_Exercise description:_ Give back the records below exactly, every one, with no pictures.

## begin Working data

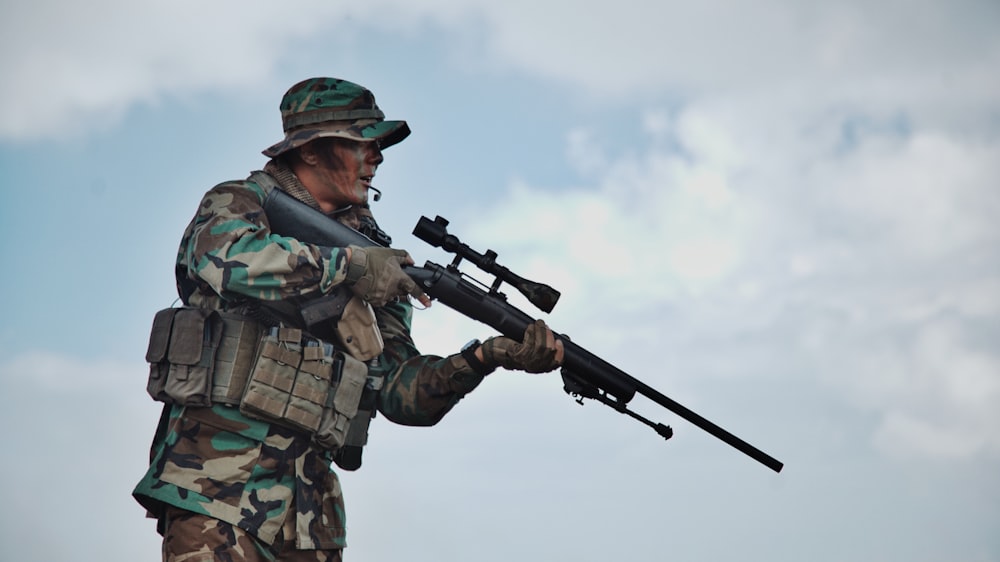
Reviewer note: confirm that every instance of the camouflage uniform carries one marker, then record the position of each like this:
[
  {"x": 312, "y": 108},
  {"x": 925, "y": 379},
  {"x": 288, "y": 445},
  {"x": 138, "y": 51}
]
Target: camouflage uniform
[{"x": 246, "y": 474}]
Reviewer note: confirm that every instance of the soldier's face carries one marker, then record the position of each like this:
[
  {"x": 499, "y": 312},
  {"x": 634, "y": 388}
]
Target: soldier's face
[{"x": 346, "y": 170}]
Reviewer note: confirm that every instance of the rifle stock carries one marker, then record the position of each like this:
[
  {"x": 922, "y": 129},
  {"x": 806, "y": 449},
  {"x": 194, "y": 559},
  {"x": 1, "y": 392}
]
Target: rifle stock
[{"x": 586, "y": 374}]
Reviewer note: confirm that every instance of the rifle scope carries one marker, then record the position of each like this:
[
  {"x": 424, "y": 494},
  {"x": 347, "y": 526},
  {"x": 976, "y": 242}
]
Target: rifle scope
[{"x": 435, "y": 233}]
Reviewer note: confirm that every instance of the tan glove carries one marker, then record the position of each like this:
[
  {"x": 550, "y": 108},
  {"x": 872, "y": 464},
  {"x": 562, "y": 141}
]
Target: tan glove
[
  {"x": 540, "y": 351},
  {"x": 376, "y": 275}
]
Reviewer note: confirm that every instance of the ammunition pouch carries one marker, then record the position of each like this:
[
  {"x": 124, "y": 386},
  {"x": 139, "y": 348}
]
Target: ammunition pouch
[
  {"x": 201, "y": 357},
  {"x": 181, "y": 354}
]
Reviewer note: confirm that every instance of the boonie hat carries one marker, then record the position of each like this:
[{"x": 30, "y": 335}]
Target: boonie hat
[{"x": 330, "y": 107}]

## end Working data

_Exercise response:_
Reviewer note: confirm that every instance of the camouflage uniform carries one marker, then record the position of each like this:
[
  {"x": 312, "y": 108},
  {"x": 925, "y": 379},
  {"x": 288, "y": 445},
  {"x": 138, "y": 51}
]
Target: camouflage uniform
[{"x": 246, "y": 474}]
Reviewer note: confirm that every instance of the soldier's face carries one marker, then record the position of each like this:
[
  {"x": 499, "y": 312},
  {"x": 634, "y": 388}
]
Target: soldier's face
[{"x": 346, "y": 170}]
Reviewer note: confirm that every instance of the rifle stock carries one marker, then record the position of each like this:
[
  {"x": 922, "y": 129},
  {"x": 806, "y": 449},
  {"x": 194, "y": 559},
  {"x": 1, "y": 392}
]
Target: rifle stock
[{"x": 586, "y": 374}]
Reviewer note: confirm that every instance of the rifle scope carries one marker, then record the position of each like this:
[
  {"x": 424, "y": 494},
  {"x": 347, "y": 526},
  {"x": 976, "y": 242}
]
Target: rifle scope
[{"x": 435, "y": 233}]
Reviewer note: confirm that every instance of the tan glove carries one marker, then record the position of each like this:
[
  {"x": 550, "y": 108},
  {"x": 872, "y": 464},
  {"x": 562, "y": 141}
]
Target: tan glove
[
  {"x": 540, "y": 351},
  {"x": 376, "y": 275}
]
Reviewer note: confirm that every instance of the ammunition pouch carries one marker, then record the position of each like this:
[
  {"x": 124, "y": 386},
  {"x": 139, "y": 348}
]
Target: ammunition pouch
[
  {"x": 201, "y": 357},
  {"x": 181, "y": 354}
]
Reviewer note: confirm that every instance of the boonie hat carries one marker, then record the position of each like this:
[{"x": 30, "y": 335}]
Target: boonie hat
[{"x": 330, "y": 107}]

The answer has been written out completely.